━━━━━ EXTRACTED INFORMATION ━━━━━

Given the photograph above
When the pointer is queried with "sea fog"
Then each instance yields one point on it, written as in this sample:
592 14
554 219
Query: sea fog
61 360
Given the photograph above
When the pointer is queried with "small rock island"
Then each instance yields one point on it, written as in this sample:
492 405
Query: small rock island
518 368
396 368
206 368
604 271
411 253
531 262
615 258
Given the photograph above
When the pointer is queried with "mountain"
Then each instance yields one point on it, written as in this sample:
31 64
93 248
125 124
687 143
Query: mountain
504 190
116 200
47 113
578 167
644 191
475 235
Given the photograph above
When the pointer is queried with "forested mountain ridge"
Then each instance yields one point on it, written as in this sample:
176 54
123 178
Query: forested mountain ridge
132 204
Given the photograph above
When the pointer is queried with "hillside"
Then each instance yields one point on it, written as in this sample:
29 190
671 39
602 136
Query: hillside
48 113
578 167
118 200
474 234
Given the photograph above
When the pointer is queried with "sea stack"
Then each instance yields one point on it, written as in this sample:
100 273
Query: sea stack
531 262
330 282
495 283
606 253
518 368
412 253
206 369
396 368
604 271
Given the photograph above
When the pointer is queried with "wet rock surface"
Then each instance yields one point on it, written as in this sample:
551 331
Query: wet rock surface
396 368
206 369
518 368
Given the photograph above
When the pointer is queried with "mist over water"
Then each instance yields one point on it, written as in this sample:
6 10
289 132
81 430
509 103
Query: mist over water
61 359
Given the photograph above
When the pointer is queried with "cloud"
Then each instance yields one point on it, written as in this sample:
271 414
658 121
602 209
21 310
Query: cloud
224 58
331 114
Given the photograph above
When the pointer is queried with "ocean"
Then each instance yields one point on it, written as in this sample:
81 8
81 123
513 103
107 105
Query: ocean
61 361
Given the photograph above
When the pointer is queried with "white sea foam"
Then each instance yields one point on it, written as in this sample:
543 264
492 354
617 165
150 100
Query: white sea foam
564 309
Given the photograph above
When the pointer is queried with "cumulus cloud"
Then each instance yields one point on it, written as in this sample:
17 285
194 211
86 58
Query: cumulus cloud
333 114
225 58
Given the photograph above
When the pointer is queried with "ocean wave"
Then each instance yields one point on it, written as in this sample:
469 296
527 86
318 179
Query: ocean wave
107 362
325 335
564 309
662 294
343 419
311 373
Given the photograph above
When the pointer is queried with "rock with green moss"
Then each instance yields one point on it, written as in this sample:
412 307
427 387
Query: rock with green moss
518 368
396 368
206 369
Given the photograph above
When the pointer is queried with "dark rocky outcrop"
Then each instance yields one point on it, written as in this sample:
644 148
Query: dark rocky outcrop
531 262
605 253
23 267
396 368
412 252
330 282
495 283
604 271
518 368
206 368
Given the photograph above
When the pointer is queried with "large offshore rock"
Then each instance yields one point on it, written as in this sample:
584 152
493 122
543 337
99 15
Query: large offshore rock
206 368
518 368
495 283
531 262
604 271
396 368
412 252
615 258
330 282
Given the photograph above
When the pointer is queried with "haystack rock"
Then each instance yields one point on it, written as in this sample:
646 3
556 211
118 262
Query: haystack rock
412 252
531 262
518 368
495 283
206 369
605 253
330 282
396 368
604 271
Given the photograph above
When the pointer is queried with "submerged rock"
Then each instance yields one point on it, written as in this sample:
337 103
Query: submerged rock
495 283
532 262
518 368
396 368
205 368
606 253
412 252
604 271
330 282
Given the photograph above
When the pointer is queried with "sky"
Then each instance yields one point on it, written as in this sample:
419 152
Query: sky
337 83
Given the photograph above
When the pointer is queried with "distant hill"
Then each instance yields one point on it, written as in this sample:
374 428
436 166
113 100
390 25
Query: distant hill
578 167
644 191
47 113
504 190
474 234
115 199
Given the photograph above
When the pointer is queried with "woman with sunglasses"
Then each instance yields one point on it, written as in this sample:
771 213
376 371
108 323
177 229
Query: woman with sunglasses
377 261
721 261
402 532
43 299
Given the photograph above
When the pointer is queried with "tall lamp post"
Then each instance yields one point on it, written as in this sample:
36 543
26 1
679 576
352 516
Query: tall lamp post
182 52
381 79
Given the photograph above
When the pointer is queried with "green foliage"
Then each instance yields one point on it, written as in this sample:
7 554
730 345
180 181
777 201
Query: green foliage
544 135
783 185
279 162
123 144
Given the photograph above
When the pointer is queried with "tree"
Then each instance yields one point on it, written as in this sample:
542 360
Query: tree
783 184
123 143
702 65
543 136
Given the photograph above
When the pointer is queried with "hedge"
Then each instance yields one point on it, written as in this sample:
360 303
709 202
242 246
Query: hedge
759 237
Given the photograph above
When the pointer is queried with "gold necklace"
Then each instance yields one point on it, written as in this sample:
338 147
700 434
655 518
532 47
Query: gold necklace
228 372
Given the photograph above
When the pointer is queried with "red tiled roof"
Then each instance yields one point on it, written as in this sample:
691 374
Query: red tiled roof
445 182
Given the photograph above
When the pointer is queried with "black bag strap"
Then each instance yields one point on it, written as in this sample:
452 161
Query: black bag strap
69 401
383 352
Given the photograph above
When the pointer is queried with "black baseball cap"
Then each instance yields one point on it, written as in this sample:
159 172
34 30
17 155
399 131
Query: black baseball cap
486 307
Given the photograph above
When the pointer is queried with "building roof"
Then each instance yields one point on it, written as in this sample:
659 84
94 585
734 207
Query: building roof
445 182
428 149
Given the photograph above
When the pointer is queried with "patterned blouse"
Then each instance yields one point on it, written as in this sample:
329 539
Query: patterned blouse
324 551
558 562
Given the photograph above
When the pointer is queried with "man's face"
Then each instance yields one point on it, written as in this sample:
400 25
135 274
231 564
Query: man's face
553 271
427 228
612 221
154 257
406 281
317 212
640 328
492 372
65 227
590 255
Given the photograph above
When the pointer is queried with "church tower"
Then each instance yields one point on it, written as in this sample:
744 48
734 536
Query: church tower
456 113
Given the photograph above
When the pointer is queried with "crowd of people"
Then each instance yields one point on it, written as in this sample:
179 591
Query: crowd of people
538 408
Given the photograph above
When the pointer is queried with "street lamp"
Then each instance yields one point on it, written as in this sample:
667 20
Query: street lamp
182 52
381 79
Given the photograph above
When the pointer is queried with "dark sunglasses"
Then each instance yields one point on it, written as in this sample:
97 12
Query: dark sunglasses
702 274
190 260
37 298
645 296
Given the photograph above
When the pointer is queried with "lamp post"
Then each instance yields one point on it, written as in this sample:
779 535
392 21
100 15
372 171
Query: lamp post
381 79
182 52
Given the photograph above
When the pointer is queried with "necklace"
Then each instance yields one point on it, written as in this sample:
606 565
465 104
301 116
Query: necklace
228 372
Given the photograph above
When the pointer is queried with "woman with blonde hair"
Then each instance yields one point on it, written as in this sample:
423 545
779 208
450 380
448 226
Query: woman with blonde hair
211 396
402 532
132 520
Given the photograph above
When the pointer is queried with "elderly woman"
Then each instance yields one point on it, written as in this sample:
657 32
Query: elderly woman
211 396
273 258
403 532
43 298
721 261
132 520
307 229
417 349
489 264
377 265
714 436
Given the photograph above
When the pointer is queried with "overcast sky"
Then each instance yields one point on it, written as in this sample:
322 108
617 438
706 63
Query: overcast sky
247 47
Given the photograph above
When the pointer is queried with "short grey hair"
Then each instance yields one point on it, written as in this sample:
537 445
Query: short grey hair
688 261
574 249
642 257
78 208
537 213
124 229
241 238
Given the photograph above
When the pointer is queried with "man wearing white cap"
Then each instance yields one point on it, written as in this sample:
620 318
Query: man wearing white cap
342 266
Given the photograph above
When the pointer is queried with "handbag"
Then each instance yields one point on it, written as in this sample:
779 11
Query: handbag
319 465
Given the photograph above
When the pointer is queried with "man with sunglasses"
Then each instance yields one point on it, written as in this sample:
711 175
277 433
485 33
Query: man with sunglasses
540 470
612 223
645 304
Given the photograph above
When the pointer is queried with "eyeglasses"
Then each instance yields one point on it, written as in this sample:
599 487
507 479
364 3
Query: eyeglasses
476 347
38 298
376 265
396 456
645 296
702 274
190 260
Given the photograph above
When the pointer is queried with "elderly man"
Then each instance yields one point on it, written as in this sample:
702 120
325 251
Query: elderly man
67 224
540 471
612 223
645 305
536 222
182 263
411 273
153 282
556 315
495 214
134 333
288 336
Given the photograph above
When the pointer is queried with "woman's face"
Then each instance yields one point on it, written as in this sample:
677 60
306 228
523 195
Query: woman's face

━━━━━
━━━━━ EXTRACTED INFORMATION ━━━━━

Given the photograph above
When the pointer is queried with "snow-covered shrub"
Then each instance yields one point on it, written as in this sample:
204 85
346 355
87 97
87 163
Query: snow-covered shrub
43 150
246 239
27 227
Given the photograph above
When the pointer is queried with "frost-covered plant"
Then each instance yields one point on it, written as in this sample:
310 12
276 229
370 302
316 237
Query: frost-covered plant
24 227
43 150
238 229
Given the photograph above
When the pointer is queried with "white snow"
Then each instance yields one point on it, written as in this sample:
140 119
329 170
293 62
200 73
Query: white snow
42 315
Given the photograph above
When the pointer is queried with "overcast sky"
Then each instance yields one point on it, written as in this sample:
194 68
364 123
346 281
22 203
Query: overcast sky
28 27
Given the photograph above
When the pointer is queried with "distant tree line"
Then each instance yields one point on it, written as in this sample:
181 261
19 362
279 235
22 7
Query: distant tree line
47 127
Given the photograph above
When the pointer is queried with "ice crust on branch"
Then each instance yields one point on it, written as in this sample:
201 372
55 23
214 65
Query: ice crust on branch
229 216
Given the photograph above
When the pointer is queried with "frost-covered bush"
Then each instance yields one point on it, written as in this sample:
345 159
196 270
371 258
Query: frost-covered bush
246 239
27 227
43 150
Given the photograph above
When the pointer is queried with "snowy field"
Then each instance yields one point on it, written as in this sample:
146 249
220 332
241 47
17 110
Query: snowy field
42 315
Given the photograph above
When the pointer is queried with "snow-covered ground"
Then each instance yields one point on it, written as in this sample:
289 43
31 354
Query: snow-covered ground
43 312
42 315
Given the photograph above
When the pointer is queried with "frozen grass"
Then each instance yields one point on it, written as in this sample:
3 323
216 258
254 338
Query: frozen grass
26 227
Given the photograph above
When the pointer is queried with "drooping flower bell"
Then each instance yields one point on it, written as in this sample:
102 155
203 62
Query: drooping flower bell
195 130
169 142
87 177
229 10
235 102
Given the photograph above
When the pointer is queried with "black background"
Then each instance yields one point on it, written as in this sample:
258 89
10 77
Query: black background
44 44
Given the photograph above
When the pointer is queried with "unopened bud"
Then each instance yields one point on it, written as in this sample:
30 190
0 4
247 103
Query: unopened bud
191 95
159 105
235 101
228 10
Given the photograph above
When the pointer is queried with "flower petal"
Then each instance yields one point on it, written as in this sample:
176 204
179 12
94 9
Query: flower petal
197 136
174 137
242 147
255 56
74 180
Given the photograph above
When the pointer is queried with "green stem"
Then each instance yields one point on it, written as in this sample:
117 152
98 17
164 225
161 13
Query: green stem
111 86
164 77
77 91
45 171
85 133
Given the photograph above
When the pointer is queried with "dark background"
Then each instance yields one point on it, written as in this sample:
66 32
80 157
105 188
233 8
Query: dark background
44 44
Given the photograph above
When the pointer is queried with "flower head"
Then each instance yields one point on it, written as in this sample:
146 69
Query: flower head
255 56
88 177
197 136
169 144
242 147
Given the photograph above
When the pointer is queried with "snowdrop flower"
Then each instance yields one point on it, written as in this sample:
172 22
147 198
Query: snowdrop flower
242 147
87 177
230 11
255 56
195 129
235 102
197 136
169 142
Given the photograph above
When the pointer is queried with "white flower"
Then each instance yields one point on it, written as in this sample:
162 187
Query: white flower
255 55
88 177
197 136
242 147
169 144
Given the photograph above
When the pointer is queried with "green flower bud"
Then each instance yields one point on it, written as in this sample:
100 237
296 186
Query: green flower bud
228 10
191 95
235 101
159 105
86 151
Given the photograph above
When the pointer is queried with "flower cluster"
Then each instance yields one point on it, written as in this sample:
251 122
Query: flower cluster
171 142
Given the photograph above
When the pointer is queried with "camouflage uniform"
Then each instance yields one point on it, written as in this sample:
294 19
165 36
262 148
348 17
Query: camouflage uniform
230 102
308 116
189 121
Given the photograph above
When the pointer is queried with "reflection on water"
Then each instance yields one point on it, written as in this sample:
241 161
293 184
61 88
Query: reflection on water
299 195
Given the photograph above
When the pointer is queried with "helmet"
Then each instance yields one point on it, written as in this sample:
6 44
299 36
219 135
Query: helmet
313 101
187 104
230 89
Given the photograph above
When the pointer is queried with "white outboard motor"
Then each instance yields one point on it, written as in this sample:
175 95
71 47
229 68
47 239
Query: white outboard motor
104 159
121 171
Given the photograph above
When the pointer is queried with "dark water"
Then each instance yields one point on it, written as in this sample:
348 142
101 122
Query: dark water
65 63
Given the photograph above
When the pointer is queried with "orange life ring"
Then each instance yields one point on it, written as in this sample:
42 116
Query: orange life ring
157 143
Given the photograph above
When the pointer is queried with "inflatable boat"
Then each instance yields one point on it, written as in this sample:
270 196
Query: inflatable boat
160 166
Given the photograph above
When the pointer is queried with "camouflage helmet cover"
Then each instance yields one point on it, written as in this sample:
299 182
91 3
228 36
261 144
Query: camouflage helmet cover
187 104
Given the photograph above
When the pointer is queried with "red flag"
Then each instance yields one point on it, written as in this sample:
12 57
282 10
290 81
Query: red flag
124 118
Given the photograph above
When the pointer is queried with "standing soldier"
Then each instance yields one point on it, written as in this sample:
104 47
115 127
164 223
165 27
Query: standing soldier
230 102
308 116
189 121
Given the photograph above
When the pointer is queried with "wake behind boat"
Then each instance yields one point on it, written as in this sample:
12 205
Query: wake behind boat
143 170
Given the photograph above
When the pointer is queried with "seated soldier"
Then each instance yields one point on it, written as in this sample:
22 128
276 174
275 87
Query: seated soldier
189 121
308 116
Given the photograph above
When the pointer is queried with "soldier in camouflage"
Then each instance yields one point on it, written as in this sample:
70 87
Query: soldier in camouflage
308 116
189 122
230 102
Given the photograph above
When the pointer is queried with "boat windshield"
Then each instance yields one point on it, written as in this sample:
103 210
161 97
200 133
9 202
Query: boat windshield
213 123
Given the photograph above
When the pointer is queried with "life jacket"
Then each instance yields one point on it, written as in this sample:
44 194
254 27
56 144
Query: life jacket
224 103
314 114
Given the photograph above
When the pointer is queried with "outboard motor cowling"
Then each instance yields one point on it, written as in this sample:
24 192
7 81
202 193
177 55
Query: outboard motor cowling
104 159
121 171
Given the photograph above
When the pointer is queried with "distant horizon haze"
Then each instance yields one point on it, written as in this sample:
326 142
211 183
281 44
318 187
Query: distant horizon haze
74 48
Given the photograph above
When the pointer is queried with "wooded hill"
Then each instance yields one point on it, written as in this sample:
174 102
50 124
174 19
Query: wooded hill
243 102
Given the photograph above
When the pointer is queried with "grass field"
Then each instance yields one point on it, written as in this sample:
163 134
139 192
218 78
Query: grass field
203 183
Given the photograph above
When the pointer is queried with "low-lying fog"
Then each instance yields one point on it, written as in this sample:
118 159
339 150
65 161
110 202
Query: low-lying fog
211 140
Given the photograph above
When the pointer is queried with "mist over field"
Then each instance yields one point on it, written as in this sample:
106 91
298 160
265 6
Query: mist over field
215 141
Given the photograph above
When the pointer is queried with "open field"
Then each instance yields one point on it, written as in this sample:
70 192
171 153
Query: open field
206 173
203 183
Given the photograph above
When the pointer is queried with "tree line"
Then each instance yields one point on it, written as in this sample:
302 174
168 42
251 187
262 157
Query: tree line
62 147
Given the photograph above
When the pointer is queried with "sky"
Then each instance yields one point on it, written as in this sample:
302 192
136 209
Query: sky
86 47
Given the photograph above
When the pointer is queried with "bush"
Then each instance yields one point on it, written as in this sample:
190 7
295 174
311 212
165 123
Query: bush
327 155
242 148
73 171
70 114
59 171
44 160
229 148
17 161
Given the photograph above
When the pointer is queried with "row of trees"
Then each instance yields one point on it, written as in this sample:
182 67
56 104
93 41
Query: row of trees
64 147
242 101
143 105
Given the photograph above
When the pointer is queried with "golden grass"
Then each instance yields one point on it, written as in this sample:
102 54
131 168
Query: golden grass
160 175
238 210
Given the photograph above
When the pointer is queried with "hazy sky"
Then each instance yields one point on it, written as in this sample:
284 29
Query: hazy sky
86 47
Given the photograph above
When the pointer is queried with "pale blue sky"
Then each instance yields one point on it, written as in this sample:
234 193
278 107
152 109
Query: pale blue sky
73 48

━━━━━

▶ _AIM_: Show every line of the records above that contains the word "mist", where uppercase and lowercase count as different.

▶ _THE COMPLETED TASK_:
When the pointer is queried with "mist over water"
Query: mist over water
When the pointer is queried with "mist over field"
Query: mist over field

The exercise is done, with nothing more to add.